==== Information

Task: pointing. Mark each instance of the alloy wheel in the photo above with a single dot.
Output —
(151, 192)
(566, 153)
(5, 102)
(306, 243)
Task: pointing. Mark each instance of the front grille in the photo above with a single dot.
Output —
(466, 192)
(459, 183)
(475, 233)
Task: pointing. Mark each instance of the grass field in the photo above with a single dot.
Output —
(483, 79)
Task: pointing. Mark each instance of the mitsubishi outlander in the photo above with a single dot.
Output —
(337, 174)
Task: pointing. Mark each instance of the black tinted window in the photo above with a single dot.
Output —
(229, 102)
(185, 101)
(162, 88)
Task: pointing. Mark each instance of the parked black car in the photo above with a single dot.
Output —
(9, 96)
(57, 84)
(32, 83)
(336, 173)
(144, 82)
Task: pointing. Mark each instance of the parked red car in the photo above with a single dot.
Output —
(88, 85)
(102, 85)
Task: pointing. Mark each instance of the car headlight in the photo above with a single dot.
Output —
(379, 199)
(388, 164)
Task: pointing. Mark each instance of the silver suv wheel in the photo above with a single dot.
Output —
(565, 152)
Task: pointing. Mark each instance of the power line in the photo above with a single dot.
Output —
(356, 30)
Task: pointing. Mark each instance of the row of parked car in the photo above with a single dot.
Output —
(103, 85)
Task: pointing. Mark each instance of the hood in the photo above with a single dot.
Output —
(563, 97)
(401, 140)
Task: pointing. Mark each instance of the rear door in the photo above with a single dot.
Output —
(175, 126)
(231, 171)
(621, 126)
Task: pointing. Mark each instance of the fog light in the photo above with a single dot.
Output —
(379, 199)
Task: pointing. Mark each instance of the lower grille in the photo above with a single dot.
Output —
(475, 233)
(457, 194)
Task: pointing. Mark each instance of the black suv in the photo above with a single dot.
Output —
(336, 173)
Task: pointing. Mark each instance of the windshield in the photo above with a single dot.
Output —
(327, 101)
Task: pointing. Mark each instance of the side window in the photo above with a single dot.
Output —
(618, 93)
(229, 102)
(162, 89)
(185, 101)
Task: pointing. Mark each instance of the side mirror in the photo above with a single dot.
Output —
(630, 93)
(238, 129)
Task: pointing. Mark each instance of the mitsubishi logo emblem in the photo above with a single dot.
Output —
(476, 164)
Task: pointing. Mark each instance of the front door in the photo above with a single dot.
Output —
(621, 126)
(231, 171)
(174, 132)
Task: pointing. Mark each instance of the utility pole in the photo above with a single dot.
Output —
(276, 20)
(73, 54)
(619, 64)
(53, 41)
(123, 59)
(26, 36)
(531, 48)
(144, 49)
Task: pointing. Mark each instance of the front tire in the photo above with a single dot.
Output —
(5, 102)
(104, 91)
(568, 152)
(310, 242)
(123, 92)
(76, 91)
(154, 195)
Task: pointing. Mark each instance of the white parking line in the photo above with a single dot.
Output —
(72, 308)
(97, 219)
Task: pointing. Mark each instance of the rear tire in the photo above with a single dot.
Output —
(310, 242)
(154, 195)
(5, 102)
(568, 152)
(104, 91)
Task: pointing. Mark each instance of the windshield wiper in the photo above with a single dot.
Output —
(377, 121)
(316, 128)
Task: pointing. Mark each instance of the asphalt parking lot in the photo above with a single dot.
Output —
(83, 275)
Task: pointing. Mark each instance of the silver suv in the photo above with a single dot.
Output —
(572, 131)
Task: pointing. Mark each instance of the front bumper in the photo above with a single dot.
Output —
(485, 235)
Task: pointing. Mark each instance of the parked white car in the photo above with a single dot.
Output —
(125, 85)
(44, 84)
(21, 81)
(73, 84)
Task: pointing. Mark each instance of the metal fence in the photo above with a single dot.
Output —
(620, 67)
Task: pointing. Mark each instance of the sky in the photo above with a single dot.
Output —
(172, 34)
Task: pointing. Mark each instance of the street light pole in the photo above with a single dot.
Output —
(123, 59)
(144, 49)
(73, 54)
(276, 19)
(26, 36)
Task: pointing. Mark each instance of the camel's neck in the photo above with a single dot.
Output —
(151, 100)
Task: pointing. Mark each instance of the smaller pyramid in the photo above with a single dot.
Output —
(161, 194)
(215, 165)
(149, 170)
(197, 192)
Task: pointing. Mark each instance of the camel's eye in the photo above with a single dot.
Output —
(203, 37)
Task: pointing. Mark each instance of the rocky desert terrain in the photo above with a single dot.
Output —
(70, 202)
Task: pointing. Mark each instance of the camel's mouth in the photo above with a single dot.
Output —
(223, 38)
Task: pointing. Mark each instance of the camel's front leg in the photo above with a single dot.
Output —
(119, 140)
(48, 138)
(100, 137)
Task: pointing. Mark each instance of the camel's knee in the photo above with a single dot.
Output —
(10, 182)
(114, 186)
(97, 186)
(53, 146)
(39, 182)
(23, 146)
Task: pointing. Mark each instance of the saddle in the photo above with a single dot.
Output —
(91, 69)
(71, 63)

========

[About this exercise]:
Restate each entry exactly, skipping none.

[Problem solution]:
Task: pointing. Mark each instance of the alloy wheel in the photo above with a single dot.
Output —
(151, 192)
(566, 153)
(5, 102)
(306, 243)
Task: pointing. Mark each instance of the front grille in the photo above with a single dot.
Output —
(466, 192)
(459, 183)
(475, 233)
Task: pointing. Mark each instance of the grass field in the photo above with a single dot.
Output —
(483, 79)
Task: pointing. Mark each instance of the mitsubishi outlander in the photo above with a single dot.
Output —
(337, 174)
Task: pointing. Mark each instance of the black tinted window in the photo above with a single dot.
Output —
(229, 102)
(185, 101)
(162, 88)
Task: pointing. Mark each instance of the parked black car in the photo above with a single dot.
Output —
(9, 96)
(57, 84)
(32, 83)
(336, 173)
(144, 82)
Task: pointing. Mark each instance of the parked red car in the photo above with a single dot.
Output —
(88, 85)
(102, 85)
Task: pointing. Mark each instance of the car headlight in the photo above with a single dot.
Output —
(379, 199)
(388, 164)
Task: pointing. Mark each instance of the silver suv wheel in the photo above with a single dot.
Output —
(565, 152)
Task: pointing. Mark each instance of the power line in the photo above with a single dot.
Output —
(356, 30)
Task: pointing. Mark each instance of the row of parked car in the photo above with a single dot.
Output —
(103, 85)
Task: pointing. Mark each instance of the hood in the photo above with a single dot.
Output —
(563, 97)
(401, 140)
Task: pointing. Mark each instance of the rear door in the photo above with a single dot.
Output —
(175, 126)
(231, 171)
(621, 126)
Task: pointing. Mark each instance of the fog light in the photo above with a single dot.
Output —
(379, 199)
Task: pointing. Mark each instance of the lower grille in the photo above with a single dot.
Output —
(475, 233)
(457, 194)
Task: pointing. Mark each instance of the black suv in the photo above with a single dot.
Output —
(336, 173)
Task: pointing. Mark each instance of the windshield in the photo above with a single dot.
Output —
(327, 101)
Task: pointing. Mark each instance of the side window in the photo above with a single dot.
Output —
(618, 93)
(229, 102)
(162, 89)
(185, 101)
Task: pointing. Mark each instance of the side mirror in the photo above with a single dot.
Output —
(630, 93)
(238, 129)
Task: pointing. Mark each instance of the mitsubishi logo emblem in the photo above with a single dot.
Output —
(476, 164)
Task: pointing. Mark each instance of the front door in the photo above with a single dot.
Output —
(621, 126)
(231, 171)
(174, 132)
Task: pointing. Mark each instance of the utility pole in the photo above with a single dot.
Output —
(276, 20)
(73, 54)
(619, 64)
(53, 41)
(123, 59)
(26, 36)
(531, 48)
(144, 49)
Task: pointing. Mark each instance of the front tire in the photo above with a single dot.
Output —
(5, 102)
(104, 91)
(568, 152)
(310, 242)
(123, 92)
(76, 91)
(154, 195)
Task: pointing. Mark each instance of the white parking line in the photo above with a single dot.
Output —
(72, 308)
(97, 219)
Task: pointing. Mark each instance of the rear tire in the photo above with a single dot.
Output —
(310, 242)
(154, 195)
(5, 102)
(568, 152)
(104, 91)
Task: pointing. Mark each instance of the windshield wiper in the photo above with a single dot.
Output —
(377, 121)
(316, 128)
Task: pointing. Mark each instance of the asphalt parking lot in the photo above with a single dot.
Output —
(83, 275)
Task: pointing. Mark each instance of the silver suv in the photo above with a single dot.
Output —
(572, 131)
Task: pointing. Mark each instance of the front bumper in the photo above with a single dot.
Output —
(485, 235)
Task: pointing. Mark each instance of the parked white car in the photo above with a single dot.
Output —
(125, 85)
(44, 84)
(21, 81)
(73, 84)
Task: pointing. Mark each instance of the metal fence in the photo above with a single dot.
Output —
(620, 67)
Task: pointing. Mark each instance of the sky in the photo above with a single dot.
Output —
(172, 34)
Task: pointing. Mark each instance of the street light pole in the photo above with a single dot.
Output —
(123, 59)
(144, 49)
(73, 54)
(276, 19)
(26, 36)
Task: pointing. Mark each instance of the camel's neck in the photo above with a single dot.
Output —
(151, 100)
Task: pointing. Mark each instance of the smaller pyramid in the photo above with a single dot.
Output —
(161, 194)
(215, 165)
(149, 170)
(197, 192)
Task: pointing. Mark each instance of the camel's eye in the photo above with a single dot.
Output —
(203, 37)
Task: pointing. Mark each instance of the rocky desert terrain in the photo above with a single dot.
Output —
(70, 202)
Task: pointing. Mark each instance of the camel's mouth in the photo above with a single dot.
Output —
(223, 38)
Task: pointing. Mark each instance of the camel's front leg in the photo above with a single dot.
Output —
(119, 140)
(48, 138)
(100, 137)
Task: pointing. Mark each instance of the camel's knee in the photo above with a single dot.
Output —
(10, 182)
(114, 186)
(97, 186)
(53, 146)
(39, 182)
(23, 146)
Task: pointing. Mark each instance of the saddle in the photo above with a single dot.
Output —
(91, 69)
(71, 63)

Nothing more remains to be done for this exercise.